■ **PROBLEM TO SOLVE**
In the forum thread about Baldwin locomotives below, what does flyernut call the most important thing to remember?

Thanks for the info. It will help someone. I do not have any of the original diesels.
I am sure some day I will end up with some. 

Oh, and welcome to the S forum.


----------



## mopac (Feb 24, 2011)

Thanks for the info. It will help someone. I do not have any of the original diesels.
I am sure some day I will end up with some. 

Oh, and welcome to the S forum.


----------



## mopac (Feb 24, 2011)

OOPS, sorry for double post. Stupid computer.


----------



## AmFlyerFan (Jan 27, 2019)

Welcome KCampbellNH.
Here's my Baldwin 355 story; kinda long.
Last winter I discovered this site while trying to get my 355 running again. It was my first AF; X-mas 1957.
I've always had issues with the brushes. I tried soldering up a couple of sets of new brushes. They're tough to do. 
Not happy with the results, I have an order placed with www.Portlines.com for parts in general + a Can motor and reverse unit for my Baldwin. I'm waiting on my order now. Once I get them installed I'll let everyone here know.
And yes, mine has that cracked screw hole. Dad did it while showing me how to put it back together, a learning process for both of us.


----------



## mopac (Feb 24, 2011)

Not far back in the forum, just a few days, we have some info on repairing those screw
holes. JB Weld is your friend.


----------



## AmFlyerFan (Jan 27, 2019)

I learned all about JB Weld here. I've used it on a couple of holes (successfully). I'm gonna leave my Baldwin patch in place. Whenever I see it I remember Dad and his lessons.


----------



## BrokeCurmudgeon (Feb 8, 2016)

mopac said:


> OOPS, sorry for double post. Stupid computer.


I hate this damn computer,
I wish they would sell it.
It never does what I want,
Only what I tell it.:laugh:


----------



## flyernut (Oct 31, 2010)

Welcome to the forum.. I have 3 Baldwins, and they all run perfectly.. I bought one of them at a train show, and the seller told me it was just rebuilt, and runs perfectly.. Well, I got it home, put it on the track, it went 2-3 feet and burned up...Some rebuild... The most important thing to remember is to center the armature in the field, precisely. Dad bought me the set in 1957 too!!!

Records pointing to named objects:
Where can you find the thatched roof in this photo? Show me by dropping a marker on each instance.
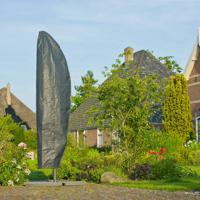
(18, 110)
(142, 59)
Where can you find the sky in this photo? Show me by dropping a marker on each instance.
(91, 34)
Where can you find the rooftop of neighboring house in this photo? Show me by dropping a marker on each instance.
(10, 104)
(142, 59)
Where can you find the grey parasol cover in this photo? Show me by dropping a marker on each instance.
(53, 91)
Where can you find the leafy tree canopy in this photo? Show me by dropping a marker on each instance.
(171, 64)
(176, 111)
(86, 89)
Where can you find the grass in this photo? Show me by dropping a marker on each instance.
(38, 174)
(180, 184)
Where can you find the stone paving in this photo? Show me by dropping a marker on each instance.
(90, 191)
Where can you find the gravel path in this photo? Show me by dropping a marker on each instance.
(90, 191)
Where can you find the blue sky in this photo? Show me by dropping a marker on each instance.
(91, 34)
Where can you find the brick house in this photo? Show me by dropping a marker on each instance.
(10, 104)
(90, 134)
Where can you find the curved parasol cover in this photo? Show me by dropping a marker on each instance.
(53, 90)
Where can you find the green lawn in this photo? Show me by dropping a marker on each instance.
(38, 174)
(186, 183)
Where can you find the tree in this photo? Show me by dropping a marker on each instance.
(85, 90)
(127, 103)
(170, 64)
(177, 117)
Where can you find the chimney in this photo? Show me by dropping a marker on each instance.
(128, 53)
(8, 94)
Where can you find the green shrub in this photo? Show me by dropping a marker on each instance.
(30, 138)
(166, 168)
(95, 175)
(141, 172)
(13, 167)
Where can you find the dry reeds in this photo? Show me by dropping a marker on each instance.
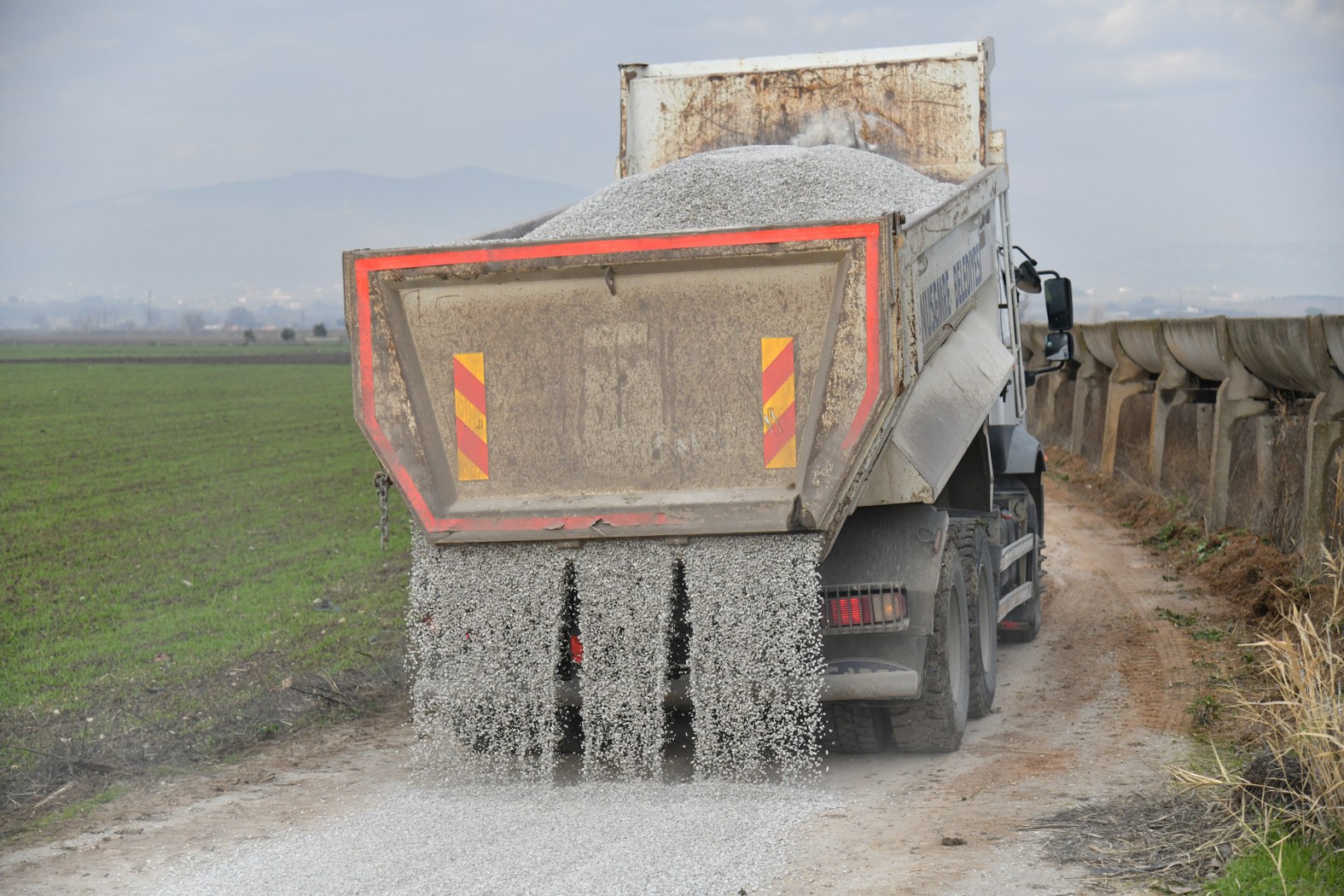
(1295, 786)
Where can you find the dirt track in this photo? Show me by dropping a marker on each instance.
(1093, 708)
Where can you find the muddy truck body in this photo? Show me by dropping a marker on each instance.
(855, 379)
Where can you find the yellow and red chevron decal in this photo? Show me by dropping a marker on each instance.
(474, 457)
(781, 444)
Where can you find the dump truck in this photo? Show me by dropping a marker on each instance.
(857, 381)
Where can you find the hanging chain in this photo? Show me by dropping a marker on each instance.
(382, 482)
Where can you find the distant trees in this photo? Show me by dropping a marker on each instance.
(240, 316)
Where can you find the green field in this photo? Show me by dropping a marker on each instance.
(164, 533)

■ **TASK ANSWER**
To center the armature in the field precisely.